Document segment:
━━━━━━━━━━

Tag Archives: Science Fiction Romance

Writing Disparate Genres

Like most writers, I have reasons why I write what I do. And, like most writers, the writing can grow stale without a catalyst to infuse it with freshness. While I tend to think of freshness as a cleansing breeze, I have recently discovered it can be a tornado, leveling everything, leaving you little choice but to pick through the rubble and start over.

Nearly two decades ago, a younger cousin came to me for help. He wanted to write, but his skills needed honing. At the time, I had a contract pending (that I, later, refused–a long story that I shall spare you), several monthly newsletters for which I was responsible, publicity pieces for our local youth baseball league, a quarterly magazine column, and three teens with myriad obligations and nary a driver’s license yet among them. Being the elder cousin, however, precluded saying no (at the time. I’ve become much brighter since then), so I conjured an alternative: We would work on a Science Fiction Romance together. Although the genre didn’t exist in the 90s, it didn’t matter. This would just be a fun little exercise to help him and let me play (Cuz worked in the aerospace industry, and, although historical romance is my first love, science fiction has been my guilty pleasure since junior high).

Disparate genres. Stretch my wings. Expand my imagination. What could go wrong?

Within days, I created a world, characters, and a folder filled with particulars. I still smile recalling the fun I had, jotting things down as they occurred to me, things that would never fly in historical romance.

Long story short: Life happened. The story, while about three-quarters done, languished in a box (and on floppy disks) for fourteen years. Even so, it wouldn’t die. Cuz and I would meet at family gatherings and it would, invariably, take over the conversation until we finally admitted defeat and did what needed doing.

━━━━━━━━━━

What this task involves:
Please copy the part of the post on writing disparate genres that begins with "Within days, I" and stops after "what needed doing.", renaming "floppy disks" to "diskettes".

Source information:
━━━━━━━━━━

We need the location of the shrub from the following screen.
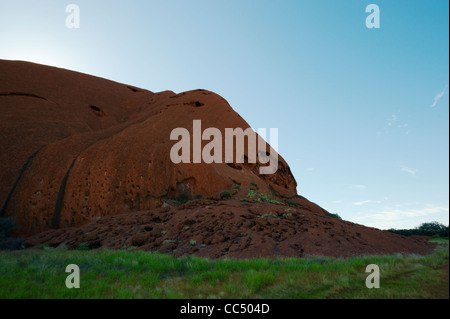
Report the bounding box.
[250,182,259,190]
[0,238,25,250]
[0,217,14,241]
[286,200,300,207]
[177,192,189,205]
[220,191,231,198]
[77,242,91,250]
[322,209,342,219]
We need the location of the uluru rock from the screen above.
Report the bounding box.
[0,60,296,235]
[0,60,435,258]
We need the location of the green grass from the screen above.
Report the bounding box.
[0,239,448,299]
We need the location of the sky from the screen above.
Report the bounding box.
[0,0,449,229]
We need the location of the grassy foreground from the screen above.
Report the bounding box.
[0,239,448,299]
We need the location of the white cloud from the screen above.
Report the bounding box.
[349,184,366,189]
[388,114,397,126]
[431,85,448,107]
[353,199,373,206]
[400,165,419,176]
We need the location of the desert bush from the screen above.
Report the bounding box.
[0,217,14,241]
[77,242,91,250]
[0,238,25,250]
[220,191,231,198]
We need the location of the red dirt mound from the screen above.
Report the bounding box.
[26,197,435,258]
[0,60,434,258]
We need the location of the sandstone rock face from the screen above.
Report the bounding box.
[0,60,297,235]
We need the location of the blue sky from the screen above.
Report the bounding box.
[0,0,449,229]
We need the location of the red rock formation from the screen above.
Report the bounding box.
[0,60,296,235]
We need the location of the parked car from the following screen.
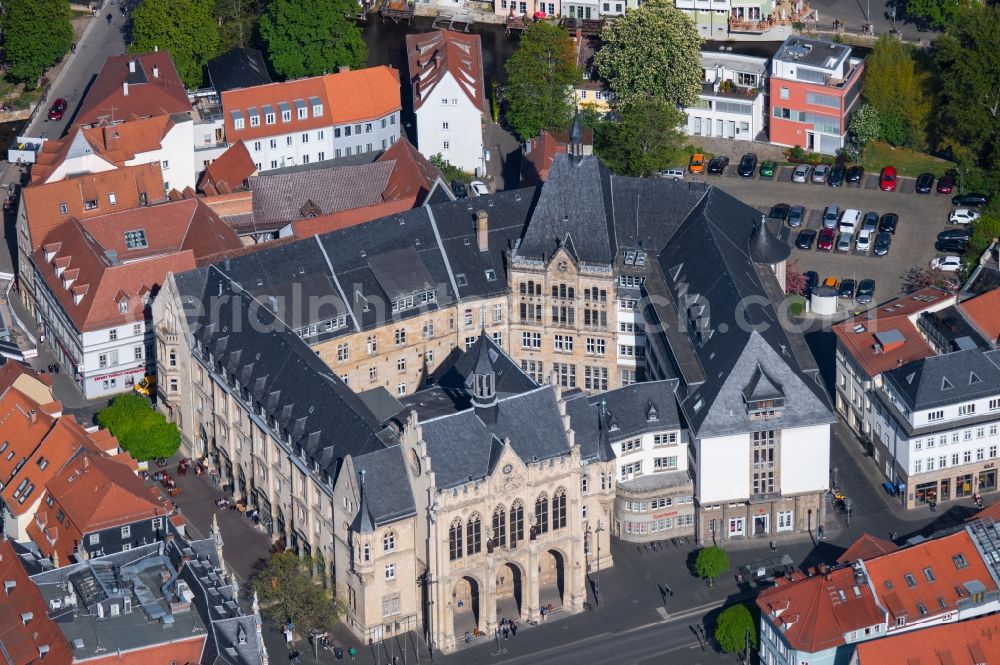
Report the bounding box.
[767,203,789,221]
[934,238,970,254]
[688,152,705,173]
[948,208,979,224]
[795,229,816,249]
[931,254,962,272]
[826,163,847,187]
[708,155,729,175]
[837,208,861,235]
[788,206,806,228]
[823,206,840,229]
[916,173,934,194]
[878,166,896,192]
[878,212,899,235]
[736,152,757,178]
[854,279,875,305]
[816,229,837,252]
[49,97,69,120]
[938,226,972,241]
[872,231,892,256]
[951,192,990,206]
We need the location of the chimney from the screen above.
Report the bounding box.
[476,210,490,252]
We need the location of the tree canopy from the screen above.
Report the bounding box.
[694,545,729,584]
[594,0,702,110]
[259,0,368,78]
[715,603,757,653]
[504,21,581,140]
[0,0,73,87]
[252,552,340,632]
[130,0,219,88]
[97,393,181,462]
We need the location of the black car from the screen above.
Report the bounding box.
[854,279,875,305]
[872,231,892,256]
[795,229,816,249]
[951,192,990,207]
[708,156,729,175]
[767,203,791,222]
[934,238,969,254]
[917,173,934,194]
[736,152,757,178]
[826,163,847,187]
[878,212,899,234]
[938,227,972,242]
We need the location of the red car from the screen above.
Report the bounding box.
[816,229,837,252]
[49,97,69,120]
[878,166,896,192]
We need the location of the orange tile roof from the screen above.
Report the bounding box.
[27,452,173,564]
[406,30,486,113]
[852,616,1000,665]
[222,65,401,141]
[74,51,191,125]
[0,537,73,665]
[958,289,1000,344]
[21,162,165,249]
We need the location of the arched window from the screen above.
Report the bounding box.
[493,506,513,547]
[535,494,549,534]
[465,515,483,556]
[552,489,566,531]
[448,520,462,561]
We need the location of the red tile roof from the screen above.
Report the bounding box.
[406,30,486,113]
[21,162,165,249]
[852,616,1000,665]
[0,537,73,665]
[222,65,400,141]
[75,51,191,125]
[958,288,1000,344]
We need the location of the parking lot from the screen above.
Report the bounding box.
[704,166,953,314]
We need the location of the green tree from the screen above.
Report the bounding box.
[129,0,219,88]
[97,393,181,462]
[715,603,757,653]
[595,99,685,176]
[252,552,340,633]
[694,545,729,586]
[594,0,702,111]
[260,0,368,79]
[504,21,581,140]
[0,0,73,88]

━━━━━━━━━━

Response:
Within days, I created a world, characters, and a folder filled with particulars. I still smile recalling the fun I had, jotting things down as they occurred to me, things that would never fly in historical romance.

Long story short: Life happened. The story, while about three-quarters done, languished in a box (and on diskettes) for fourteen years. Even so, it wouldn’t die. Cuz and I would meet at family gatherings and it would, invariably, take over the conversation until we finally admitted defeat and did what needed doing.